▸ Task prompt: Give back the material word for word, every line included.

▸ Listed entries:
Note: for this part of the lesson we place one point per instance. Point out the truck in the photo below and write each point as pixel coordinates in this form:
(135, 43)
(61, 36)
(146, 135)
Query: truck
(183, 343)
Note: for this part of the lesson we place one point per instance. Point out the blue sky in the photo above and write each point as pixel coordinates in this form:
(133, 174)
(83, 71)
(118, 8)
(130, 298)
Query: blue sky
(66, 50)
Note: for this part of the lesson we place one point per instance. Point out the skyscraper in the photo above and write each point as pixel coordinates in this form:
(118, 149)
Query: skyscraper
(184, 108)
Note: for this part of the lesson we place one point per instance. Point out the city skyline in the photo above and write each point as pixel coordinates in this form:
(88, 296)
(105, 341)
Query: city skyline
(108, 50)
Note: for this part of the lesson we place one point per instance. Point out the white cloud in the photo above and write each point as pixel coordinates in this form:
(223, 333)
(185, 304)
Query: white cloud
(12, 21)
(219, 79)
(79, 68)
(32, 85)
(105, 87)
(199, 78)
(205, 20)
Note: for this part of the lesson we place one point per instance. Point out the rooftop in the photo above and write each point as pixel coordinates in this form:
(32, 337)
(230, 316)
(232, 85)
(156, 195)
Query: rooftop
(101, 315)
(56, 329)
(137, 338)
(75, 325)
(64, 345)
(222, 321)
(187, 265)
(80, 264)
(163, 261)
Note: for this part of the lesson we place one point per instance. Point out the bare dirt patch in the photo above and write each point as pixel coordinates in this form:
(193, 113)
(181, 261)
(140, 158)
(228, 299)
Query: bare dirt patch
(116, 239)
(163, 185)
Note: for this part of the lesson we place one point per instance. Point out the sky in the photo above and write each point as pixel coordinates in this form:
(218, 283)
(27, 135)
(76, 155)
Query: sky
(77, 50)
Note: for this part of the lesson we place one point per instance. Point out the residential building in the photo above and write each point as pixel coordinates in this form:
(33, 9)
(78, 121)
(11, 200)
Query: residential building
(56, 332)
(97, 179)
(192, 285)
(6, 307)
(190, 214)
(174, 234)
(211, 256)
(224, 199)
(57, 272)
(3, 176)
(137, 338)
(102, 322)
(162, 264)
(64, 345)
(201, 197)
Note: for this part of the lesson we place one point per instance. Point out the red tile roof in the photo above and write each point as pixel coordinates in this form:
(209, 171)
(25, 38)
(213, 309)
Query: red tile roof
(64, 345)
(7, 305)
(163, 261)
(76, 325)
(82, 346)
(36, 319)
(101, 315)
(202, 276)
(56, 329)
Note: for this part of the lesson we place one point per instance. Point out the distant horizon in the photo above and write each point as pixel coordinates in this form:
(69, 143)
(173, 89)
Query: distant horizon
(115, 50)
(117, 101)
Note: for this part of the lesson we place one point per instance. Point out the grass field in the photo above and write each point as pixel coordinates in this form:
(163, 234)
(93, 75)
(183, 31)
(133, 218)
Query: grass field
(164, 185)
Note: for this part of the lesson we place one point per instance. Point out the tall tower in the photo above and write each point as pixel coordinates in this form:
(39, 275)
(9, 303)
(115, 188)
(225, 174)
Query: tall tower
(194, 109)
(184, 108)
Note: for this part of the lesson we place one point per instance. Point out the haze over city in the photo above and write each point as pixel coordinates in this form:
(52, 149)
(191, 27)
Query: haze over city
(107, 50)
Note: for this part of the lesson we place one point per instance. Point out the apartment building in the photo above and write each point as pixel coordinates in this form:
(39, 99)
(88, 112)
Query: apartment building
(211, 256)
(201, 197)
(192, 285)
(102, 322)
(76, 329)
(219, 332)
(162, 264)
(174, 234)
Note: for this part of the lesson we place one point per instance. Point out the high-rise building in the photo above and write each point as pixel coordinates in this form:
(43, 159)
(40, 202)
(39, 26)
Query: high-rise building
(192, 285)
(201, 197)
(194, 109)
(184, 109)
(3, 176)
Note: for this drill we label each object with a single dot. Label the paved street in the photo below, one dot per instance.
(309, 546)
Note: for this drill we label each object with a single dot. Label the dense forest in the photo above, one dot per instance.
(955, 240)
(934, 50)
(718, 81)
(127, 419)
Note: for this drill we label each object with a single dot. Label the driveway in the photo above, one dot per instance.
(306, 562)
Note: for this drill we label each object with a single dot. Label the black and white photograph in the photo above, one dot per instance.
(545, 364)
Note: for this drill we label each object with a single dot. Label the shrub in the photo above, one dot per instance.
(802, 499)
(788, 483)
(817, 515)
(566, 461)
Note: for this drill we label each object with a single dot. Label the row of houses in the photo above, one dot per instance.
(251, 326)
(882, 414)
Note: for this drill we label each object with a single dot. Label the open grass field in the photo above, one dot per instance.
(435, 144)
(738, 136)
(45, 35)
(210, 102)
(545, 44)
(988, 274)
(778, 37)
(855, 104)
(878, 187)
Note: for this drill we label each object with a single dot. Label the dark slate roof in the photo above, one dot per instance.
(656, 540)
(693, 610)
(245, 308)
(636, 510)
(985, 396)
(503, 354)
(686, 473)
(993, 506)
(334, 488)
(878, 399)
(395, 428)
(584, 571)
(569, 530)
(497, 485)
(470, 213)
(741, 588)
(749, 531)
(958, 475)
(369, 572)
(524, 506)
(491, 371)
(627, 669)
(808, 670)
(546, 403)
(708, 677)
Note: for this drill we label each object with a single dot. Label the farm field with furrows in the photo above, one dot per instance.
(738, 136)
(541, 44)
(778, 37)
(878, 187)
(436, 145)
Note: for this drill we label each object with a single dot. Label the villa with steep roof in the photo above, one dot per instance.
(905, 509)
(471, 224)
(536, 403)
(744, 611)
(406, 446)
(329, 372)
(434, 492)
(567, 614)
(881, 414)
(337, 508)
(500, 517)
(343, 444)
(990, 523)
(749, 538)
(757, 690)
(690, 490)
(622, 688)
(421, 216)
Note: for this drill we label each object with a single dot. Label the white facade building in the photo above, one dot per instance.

▸ Expected answer:
Note: for this part of the lesson we place one point per instance. Point out the truck in the photo below and write each point as pixel coordinates in this form:
(135, 43)
(61, 36)
(146, 135)
Query: truck
(183, 343)
Note: for this part of the lesson we place one point per instance. Point out the blue sky in the photo above and write each point as pixel coordinates in this form:
(133, 174)
(83, 71)
(118, 8)
(130, 298)
Query: blue sky
(66, 50)
Note: for this part of the lesson we place one point per instance. Point out the skyscraper in the photo above and write each point as pixel coordinates in this form:
(118, 149)
Query: skyscraper
(184, 108)
Note: for this part of the lesson we place one point per instance. Point out the city skyline in the photo above and write each point as pixel coordinates in this form:
(88, 296)
(105, 341)
Query: city skyline
(108, 50)
Note: for this part of the lesson we place one point per instance. Point out the white cloud in the photo above and write each point as pixel coordinates in this form:
(223, 333)
(185, 304)
Query: white cloud
(12, 21)
(219, 79)
(79, 68)
(32, 85)
(105, 87)
(199, 78)
(205, 20)
Note: for this part of the lesson we place one point per instance. Point out the rooftop in the photo above and write each point as pixel coordinates in this form:
(32, 337)
(230, 316)
(232, 85)
(156, 195)
Query: rooftop
(101, 315)
(56, 329)
(137, 338)
(75, 325)
(64, 345)
(222, 321)
(187, 265)
(80, 264)
(163, 261)
Note: for this part of the lesson we place one point per instance. Point out the bare dirt patch in the photo above and write each point as pixel coordinates in this form:
(193, 113)
(181, 261)
(140, 158)
(228, 299)
Query: bare dirt patch
(116, 239)
(163, 185)
Note: for this part of the lesson we place one point per instance. Point out the sky in the photo above and write each point as pixel coordinates in this form:
(218, 283)
(27, 135)
(76, 155)
Query: sky
(77, 50)
Note: for this part of the lesson we place one point per instance. Point out the residential building in the photo above and write each point as pixel coordinates in this form:
(33, 9)
(78, 121)
(11, 200)
Query: residential building
(56, 332)
(97, 179)
(192, 285)
(6, 307)
(190, 214)
(174, 234)
(211, 256)
(224, 199)
(57, 272)
(3, 176)
(137, 338)
(102, 322)
(162, 264)
(64, 345)
(201, 197)
Note: for this part of the lesson we place one point per instance. Point out the red tile roof in the photo above and write each point as pixel coordinates in this form:
(209, 171)
(25, 38)
(213, 309)
Query: red tile roof
(64, 345)
(7, 305)
(163, 261)
(76, 325)
(82, 346)
(36, 319)
(101, 315)
(202, 276)
(56, 329)
Note: for this part of the lesson we place one point per instance. Point out the distant horizon in the photo above and write each point as pixel coordinates in this form:
(69, 143)
(173, 89)
Query: distant horizon
(115, 50)
(117, 101)
Note: for this part of the lesson we place one point per instance. Point out the grass field in the photo above and write each point as pixel coordinates in this form:
(163, 234)
(93, 75)
(183, 31)
(133, 218)
Query: grass field
(164, 185)
Note: for this part of the lesson we place one point per instance. Point out the tall tower in the photo above and write each point as pixel coordinates in this form:
(39, 275)
(9, 303)
(115, 188)
(225, 174)
Query: tall tower
(194, 109)
(184, 108)
Note: for this part of the lesson we place one point per instance. Point out the haze over city in the photo above and write each point as pixel coordinates in this form:
(52, 149)
(191, 27)
Query: haze over city
(107, 50)
Note: for this part of the lesson we place one point per instance. Point out the apartment building in the photo above and write each point as pixel coordinates in this form:
(39, 99)
(88, 112)
Query: apartment building
(211, 256)
(201, 197)
(192, 285)
(102, 322)
(76, 329)
(219, 332)
(162, 264)
(174, 234)
Note: for this part of the lesson we place one point per instance. Point out the high-rise building in the photo above and write each point as pixel coordinates in this form:
(43, 159)
(40, 202)
(39, 26)
Query: high-rise building
(192, 285)
(201, 197)
(194, 109)
(184, 109)
(3, 176)
Note: for this drill we label each object with a single dot. Label the paved street in the photo below, one dot per instance.
(309, 546)
Note: for this drill we label each object with a single dot. Label the dense forest in the photo above, one dot per instance.
(955, 240)
(934, 50)
(718, 81)
(127, 419)
Note: for this drill we label each object with a single dot. Label the driveway in the photo above, one dot per instance.
(306, 562)
Note: for this drill we label each object with a single dot. Label the black and white photograph in the photo above, one dot per instance.
(545, 364)
Note: for this drill we label each object with a single dot. Label the shrub in the photo above, one dot per instance.
(802, 499)
(788, 483)
(817, 515)
(566, 461)
Note: for this drill we label each object with a single dot. Label the row of houses in the photo above, one dot per instance.
(251, 326)
(882, 414)
Note: for this drill we label each object with a single dot. Label the open grass field in the photo above, one dot per instance.
(435, 144)
(738, 136)
(45, 35)
(210, 102)
(545, 44)
(988, 274)
(778, 37)
(855, 104)
(878, 187)
Note: for this drill we label each object with a single dot. Label the dark slate roof in the photo above, one dot per instance.
(656, 540)
(693, 610)
(245, 308)
(636, 510)
(985, 396)
(503, 354)
(686, 473)
(993, 506)
(334, 488)
(878, 399)
(395, 428)
(584, 571)
(569, 530)
(497, 485)
(470, 213)
(741, 588)
(749, 531)
(958, 475)
(369, 572)
(524, 506)
(491, 371)
(627, 669)
(808, 670)
(546, 403)
(708, 677)
Note: for this drill we label each object with a single dot. Label the farm field with furrows in the photo above, one dot per instance.
(738, 136)
(541, 44)
(778, 37)
(878, 187)
(436, 145)
Note: for this drill we label each object with a single dot. Label the villa with steep roof in the photo above, one dot per instance.
(905, 509)
(471, 224)
(536, 403)
(744, 611)
(406, 446)
(329, 372)
(434, 492)
(567, 614)
(881, 414)
(337, 508)
(500, 517)
(343, 444)
(990, 523)
(749, 538)
(757, 690)
(690, 490)
(622, 688)
(421, 216)
Note: for this drill we label each object with a single dot. Label the white facade building in the photo above, one dot per instance.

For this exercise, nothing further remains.